<<<<
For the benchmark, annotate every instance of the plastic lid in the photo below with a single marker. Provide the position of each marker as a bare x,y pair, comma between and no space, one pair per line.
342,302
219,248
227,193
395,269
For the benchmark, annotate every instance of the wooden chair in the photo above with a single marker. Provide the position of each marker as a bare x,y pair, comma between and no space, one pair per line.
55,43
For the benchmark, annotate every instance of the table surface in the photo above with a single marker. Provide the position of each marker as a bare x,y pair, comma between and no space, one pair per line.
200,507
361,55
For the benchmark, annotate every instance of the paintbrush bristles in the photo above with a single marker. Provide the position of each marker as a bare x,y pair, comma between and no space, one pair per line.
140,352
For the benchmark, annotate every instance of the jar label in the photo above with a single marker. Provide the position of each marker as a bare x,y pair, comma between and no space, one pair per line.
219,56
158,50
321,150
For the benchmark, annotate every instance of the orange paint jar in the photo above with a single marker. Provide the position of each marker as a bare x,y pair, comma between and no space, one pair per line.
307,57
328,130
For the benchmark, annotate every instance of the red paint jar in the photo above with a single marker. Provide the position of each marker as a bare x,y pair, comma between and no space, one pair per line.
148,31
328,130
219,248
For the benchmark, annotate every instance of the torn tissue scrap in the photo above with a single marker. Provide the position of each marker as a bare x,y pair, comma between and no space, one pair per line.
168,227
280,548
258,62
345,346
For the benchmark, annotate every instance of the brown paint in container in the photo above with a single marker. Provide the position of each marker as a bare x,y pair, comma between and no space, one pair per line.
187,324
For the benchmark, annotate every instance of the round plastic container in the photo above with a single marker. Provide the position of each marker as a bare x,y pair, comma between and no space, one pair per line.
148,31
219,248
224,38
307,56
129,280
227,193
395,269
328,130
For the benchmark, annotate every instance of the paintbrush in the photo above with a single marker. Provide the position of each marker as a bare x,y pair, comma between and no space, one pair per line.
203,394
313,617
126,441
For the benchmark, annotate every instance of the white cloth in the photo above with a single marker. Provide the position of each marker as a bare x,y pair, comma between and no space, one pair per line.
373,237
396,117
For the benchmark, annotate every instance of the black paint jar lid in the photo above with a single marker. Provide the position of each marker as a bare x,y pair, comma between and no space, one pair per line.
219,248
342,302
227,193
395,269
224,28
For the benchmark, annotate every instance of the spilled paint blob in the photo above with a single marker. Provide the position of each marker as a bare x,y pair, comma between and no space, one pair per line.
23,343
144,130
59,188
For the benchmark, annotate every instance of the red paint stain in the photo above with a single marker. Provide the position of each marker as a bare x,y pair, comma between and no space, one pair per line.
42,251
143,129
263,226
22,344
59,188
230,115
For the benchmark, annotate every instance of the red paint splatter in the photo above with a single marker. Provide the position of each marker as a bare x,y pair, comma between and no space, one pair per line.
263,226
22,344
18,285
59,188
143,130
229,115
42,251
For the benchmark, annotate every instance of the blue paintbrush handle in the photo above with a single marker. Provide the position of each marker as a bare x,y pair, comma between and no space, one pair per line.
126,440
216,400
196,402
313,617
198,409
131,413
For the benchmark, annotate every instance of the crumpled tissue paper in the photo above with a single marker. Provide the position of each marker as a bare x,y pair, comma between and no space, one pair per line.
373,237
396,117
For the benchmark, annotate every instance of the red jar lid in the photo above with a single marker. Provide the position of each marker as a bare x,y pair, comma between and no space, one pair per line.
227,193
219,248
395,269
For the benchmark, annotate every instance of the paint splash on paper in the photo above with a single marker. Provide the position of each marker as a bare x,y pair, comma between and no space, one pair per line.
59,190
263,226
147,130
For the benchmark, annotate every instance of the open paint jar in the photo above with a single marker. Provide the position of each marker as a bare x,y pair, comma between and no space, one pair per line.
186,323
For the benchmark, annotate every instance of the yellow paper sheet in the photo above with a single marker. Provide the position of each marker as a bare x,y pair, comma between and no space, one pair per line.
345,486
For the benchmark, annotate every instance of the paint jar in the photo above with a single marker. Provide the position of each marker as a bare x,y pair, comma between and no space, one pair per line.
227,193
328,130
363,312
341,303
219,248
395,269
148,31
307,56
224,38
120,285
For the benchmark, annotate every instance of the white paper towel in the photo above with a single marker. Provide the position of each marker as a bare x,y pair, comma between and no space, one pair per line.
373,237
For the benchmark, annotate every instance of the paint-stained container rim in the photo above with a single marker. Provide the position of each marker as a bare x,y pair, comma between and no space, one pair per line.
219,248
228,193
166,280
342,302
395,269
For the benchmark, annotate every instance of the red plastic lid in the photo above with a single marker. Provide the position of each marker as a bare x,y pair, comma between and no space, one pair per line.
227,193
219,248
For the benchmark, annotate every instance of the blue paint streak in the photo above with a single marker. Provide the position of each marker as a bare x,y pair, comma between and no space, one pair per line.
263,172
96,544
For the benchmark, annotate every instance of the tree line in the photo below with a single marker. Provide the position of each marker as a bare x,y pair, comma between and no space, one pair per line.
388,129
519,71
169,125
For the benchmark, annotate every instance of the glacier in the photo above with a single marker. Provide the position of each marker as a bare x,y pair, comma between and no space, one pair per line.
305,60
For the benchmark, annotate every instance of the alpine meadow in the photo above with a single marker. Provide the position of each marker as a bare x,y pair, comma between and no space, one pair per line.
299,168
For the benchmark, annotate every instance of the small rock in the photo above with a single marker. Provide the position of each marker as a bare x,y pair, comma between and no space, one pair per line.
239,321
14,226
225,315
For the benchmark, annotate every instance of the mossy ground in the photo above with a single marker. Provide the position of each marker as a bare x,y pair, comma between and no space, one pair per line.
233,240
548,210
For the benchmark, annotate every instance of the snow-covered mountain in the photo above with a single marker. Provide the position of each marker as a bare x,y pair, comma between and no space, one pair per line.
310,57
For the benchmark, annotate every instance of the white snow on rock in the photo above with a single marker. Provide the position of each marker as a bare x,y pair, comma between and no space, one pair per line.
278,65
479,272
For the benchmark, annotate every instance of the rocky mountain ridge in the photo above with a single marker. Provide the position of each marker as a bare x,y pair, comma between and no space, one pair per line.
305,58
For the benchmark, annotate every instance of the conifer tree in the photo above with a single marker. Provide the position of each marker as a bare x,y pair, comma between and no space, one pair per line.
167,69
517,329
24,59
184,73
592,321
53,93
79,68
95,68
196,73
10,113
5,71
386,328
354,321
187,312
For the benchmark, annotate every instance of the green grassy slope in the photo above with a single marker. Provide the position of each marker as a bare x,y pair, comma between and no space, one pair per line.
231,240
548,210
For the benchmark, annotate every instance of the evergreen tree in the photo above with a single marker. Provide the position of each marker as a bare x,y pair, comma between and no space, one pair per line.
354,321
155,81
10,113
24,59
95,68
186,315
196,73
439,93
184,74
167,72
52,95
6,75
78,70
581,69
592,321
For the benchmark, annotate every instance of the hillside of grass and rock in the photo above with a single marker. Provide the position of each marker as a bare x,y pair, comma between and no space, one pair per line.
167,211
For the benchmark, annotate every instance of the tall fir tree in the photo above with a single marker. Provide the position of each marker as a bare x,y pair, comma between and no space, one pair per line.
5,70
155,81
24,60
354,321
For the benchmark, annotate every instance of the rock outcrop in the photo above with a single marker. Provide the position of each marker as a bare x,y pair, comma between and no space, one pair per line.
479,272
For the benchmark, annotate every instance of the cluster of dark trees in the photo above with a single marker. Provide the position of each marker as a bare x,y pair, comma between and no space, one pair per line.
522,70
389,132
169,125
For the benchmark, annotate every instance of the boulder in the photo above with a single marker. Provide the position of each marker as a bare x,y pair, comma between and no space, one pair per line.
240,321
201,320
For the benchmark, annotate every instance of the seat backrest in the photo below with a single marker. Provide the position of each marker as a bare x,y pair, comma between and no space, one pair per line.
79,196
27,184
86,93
>>>>
**Task objective:**
Starting from the line with "For the benchmark, annotate every instance of the cluster" and ending with the final line of the data, quote every line exactly, both ends included.

**Result:**
For the benchmark, annotate every instance of the cluster of dark trees in the photo above with a single marker. Provide the position of each marker as a bare x,y pair, comma between and no space, one pair per line.
522,70
389,132
169,125
For the benchmark, annotate every instance of the boulder in the photo above with a single marker. Provide the position of each marker as a bare x,y pair, comma between and no space, one pair per line.
240,321
201,320
For the benchmark, annotate every instance of the seat backrest in the photo below with a single marker. Provide the position of each marker as a bare x,y pair, comma between and no space, one pair per line.
79,196
27,184
86,93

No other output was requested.